Extracted records
+===+

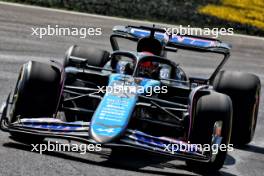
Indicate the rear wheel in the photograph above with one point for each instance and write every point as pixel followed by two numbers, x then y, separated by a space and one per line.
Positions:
pixel 244 90
pixel 36 94
pixel 212 121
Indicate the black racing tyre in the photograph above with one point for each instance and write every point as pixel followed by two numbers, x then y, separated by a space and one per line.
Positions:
pixel 244 91
pixel 36 94
pixel 212 109
pixel 37 91
pixel 92 56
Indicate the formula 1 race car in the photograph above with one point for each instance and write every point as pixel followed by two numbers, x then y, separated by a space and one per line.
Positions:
pixel 139 99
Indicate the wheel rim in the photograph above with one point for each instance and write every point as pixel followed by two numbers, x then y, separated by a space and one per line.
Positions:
pixel 255 114
pixel 216 138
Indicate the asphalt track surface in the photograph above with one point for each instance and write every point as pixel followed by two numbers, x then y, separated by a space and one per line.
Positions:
pixel 17 46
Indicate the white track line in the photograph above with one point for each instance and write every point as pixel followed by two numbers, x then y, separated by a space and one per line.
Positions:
pixel 107 17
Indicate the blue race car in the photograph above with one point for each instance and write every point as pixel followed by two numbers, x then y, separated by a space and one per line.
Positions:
pixel 138 99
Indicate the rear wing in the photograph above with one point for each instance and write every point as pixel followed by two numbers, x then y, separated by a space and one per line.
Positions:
pixel 174 41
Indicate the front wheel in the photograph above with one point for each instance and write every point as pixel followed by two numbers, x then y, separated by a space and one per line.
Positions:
pixel 36 94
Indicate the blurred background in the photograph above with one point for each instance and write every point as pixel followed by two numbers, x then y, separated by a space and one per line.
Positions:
pixel 245 16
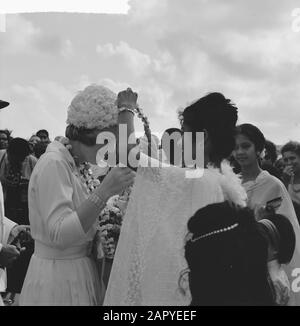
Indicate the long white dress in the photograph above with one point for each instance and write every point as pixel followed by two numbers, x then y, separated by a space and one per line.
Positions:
pixel 60 271
pixel 150 253
pixel 267 187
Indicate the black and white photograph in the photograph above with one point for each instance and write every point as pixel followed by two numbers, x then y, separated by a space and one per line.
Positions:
pixel 149 154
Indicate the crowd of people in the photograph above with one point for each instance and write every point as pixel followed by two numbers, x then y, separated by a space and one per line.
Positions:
pixel 229 237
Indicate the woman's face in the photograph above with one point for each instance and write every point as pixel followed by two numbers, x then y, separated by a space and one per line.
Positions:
pixel 293 160
pixel 244 152
pixel 3 141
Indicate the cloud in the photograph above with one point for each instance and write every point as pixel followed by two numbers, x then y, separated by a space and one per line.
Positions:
pixel 245 49
pixel 135 60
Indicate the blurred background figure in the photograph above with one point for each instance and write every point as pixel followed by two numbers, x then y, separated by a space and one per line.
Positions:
pixel 291 173
pixel 15 171
pixel 4 138
pixel 33 140
pixel 39 149
pixel 44 136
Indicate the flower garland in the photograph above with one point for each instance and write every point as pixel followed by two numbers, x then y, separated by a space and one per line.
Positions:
pixel 110 222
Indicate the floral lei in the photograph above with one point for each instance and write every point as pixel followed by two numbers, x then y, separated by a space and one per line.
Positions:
pixel 111 218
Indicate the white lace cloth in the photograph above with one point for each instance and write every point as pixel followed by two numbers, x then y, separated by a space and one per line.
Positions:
pixel 150 255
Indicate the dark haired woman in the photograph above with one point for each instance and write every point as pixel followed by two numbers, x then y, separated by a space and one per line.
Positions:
pixel 291 173
pixel 264 189
pixel 227 258
pixel 149 256
pixel 63 209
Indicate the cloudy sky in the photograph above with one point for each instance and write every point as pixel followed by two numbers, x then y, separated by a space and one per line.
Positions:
pixel 170 51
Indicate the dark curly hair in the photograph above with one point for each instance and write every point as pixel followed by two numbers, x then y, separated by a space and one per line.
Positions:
pixel 254 135
pixel 218 116
pixel 227 268
pixel 291 146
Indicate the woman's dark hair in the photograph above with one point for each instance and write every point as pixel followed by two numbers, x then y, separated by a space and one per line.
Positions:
pixel 83 135
pixel 218 116
pixel 227 268
pixel 7 133
pixel 254 135
pixel 287 243
pixel 291 146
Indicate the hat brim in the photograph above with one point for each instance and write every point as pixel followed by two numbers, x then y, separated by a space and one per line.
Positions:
pixel 3 104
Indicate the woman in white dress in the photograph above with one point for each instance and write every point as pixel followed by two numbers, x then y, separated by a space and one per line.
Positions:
pixel 63 214
pixel 150 254
pixel 261 188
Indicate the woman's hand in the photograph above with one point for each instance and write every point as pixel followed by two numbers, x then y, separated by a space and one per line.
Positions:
pixel 117 180
pixel 127 99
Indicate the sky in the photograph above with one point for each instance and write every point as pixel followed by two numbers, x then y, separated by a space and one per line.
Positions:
pixel 171 52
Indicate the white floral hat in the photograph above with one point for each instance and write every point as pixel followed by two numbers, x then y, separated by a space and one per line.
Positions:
pixel 94 107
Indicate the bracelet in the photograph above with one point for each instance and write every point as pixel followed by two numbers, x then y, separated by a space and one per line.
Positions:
pixel 97 201
pixel 126 109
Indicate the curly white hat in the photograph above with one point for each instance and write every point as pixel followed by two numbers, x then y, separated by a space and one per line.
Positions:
pixel 94 107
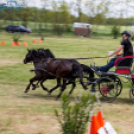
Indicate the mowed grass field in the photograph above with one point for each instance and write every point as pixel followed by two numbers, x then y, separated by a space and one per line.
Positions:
pixel 33 113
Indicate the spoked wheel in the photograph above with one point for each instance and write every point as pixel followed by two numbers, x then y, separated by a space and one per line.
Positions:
pixel 131 94
pixel 88 81
pixel 118 84
pixel 107 88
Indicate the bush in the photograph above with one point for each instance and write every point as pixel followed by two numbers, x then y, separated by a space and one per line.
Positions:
pixel 115 31
pixel 74 118
pixel 58 29
pixel 16 37
pixel 68 28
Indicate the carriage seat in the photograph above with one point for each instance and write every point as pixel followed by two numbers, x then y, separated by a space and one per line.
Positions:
pixel 123 65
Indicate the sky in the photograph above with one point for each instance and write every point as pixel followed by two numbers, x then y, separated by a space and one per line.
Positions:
pixel 114 10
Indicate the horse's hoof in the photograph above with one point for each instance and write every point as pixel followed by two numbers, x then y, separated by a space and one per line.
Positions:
pixel 25 91
pixel 37 86
pixel 33 88
pixel 57 98
pixel 49 93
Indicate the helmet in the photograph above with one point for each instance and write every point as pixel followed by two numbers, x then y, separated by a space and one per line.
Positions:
pixel 127 33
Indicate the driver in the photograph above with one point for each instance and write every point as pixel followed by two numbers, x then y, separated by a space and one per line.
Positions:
pixel 127 47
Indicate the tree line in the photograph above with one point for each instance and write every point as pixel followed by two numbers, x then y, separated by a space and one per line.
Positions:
pixel 96 14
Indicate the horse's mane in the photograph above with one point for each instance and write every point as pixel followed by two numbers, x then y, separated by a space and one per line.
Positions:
pixel 46 52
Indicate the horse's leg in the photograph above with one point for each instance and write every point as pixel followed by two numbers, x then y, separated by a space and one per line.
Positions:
pixel 58 85
pixel 41 83
pixel 62 89
pixel 31 81
pixel 73 86
pixel 81 80
pixel 35 85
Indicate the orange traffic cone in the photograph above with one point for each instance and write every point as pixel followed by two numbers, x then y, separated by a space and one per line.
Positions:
pixel 3 43
pixel 120 51
pixel 13 44
pixel 100 119
pixel 34 41
pixel 17 43
pixel 25 44
pixel 95 126
pixel 40 40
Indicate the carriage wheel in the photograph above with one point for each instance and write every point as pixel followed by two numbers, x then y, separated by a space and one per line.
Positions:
pixel 118 84
pixel 107 88
pixel 88 81
pixel 131 94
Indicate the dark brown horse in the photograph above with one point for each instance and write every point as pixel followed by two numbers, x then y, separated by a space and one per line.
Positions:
pixel 48 68
pixel 45 53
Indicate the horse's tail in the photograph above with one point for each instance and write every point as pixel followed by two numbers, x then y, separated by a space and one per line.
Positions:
pixel 87 69
pixel 38 70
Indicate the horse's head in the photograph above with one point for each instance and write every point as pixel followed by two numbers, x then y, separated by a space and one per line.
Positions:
pixel 45 53
pixel 30 56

+===+

▶ The task: What is the number of lines above that hold the word "track"? Answer with that number alone.

▶ Exercise output: 2